* [REQUEST] Count how many lines of the records below contain the word "white", and reply with that number alone.

— BEGIN EXERCISE MATERIALS —

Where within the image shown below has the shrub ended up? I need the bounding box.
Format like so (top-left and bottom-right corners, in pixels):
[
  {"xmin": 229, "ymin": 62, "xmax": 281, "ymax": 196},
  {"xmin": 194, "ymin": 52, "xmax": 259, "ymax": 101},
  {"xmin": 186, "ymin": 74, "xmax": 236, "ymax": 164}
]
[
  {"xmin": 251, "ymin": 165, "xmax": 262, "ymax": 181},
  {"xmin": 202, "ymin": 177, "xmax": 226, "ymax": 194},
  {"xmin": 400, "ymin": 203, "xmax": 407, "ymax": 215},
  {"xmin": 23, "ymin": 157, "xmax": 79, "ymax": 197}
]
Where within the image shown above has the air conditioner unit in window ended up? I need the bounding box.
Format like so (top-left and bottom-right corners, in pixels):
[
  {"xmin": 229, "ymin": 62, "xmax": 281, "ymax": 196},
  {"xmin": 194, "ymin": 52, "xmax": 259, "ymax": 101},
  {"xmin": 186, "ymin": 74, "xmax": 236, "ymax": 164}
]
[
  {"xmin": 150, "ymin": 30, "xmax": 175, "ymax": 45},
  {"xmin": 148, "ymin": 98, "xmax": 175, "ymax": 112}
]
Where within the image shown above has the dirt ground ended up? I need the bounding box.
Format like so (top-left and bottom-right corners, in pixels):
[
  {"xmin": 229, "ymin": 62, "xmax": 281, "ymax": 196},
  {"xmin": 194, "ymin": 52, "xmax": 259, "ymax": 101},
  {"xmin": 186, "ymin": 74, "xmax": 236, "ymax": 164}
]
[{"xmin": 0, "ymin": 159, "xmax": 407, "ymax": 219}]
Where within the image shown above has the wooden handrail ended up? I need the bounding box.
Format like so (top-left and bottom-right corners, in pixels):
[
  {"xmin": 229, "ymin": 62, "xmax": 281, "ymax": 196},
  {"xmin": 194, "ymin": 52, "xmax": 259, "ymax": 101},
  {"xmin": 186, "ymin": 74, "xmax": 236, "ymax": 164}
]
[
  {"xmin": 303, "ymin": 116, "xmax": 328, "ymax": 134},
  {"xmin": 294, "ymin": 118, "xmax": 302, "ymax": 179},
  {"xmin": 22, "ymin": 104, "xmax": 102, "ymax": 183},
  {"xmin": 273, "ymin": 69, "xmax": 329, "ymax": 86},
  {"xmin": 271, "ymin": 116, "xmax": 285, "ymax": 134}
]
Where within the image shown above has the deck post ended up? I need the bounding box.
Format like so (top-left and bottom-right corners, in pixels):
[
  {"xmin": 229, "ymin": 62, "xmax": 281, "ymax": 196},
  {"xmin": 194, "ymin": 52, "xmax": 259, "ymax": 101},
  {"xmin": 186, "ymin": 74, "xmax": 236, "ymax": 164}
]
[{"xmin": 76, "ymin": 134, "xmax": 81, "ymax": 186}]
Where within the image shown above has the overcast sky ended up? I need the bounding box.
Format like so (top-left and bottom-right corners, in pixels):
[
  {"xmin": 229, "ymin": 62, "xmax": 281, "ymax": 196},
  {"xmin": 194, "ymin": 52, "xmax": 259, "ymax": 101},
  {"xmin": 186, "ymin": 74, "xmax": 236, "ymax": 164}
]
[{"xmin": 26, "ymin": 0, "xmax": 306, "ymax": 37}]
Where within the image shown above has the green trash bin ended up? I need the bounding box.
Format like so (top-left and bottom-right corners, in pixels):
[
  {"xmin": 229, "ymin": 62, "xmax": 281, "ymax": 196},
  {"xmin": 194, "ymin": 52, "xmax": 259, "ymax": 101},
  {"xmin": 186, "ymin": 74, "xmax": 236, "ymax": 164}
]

— END EXERCISE MATERIALS —
— BEGIN EXERCISE MATERIALS —

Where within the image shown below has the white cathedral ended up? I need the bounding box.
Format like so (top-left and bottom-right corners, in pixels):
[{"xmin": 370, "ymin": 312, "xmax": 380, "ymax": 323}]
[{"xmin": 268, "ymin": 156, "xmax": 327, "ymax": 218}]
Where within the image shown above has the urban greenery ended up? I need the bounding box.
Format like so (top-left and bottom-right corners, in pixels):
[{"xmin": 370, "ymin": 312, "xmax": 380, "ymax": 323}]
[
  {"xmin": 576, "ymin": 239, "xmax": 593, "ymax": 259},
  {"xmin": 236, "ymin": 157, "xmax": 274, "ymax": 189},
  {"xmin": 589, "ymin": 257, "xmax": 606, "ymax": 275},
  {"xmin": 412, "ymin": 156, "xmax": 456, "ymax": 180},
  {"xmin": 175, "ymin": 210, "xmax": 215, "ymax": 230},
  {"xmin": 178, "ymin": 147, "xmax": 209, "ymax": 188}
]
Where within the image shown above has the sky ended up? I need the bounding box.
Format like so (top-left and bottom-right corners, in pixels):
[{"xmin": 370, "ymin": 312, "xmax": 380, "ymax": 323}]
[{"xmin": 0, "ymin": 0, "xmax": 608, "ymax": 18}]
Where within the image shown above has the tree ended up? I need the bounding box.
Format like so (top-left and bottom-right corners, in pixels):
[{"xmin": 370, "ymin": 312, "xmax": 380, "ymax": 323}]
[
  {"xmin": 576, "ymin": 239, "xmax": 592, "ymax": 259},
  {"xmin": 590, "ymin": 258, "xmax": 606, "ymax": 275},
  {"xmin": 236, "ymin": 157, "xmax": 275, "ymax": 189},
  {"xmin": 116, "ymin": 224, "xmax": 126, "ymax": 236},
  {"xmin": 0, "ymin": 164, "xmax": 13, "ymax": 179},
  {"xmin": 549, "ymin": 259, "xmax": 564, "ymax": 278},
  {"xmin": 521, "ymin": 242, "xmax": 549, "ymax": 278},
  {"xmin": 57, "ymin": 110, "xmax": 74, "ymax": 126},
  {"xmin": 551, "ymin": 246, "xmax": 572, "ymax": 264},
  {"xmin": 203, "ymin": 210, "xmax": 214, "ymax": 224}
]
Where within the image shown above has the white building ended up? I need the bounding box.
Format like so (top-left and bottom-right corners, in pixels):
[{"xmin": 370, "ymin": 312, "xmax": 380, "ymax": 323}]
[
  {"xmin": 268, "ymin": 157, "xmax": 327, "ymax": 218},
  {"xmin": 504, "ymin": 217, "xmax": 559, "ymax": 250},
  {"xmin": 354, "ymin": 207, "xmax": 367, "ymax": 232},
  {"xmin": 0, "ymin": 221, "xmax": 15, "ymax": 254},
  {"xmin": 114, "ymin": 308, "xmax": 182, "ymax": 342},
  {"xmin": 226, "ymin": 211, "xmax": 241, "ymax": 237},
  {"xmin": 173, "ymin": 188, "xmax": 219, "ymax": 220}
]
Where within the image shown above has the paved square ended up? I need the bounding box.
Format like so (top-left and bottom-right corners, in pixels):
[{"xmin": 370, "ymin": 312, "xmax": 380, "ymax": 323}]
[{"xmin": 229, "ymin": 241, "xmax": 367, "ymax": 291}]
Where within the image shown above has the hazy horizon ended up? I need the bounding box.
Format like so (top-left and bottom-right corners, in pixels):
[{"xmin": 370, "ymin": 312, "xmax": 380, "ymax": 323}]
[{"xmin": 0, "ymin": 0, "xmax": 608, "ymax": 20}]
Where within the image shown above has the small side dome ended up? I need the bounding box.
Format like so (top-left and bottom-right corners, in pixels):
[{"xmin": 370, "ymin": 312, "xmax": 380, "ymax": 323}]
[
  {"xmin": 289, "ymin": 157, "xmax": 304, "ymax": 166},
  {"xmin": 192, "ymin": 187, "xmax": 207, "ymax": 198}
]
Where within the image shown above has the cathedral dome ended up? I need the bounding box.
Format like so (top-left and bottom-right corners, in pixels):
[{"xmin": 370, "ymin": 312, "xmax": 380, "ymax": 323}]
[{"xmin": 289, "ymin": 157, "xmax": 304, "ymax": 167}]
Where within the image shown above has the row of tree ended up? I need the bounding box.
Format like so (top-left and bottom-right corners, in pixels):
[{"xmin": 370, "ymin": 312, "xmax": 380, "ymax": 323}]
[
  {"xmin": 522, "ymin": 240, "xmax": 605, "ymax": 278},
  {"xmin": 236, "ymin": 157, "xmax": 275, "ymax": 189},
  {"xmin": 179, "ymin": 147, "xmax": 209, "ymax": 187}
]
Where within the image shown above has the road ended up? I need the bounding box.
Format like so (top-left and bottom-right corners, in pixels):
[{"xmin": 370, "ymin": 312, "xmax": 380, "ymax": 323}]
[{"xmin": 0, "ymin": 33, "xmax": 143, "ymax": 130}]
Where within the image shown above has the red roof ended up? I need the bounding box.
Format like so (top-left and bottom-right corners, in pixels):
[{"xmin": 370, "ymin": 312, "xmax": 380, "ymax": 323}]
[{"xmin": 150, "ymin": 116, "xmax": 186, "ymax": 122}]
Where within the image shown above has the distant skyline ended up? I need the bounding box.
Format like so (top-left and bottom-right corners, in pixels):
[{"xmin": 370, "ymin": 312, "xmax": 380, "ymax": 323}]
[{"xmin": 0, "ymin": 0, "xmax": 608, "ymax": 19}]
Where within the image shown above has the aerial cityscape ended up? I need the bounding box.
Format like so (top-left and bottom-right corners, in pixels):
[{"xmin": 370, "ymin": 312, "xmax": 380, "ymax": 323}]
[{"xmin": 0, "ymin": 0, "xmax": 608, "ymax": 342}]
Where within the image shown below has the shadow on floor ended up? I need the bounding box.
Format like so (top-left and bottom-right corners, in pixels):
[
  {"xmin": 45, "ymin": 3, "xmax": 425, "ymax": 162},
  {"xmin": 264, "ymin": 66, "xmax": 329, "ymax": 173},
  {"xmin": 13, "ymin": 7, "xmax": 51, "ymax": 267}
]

— END EXERCISE MATERIALS —

* [RESPONSE] 2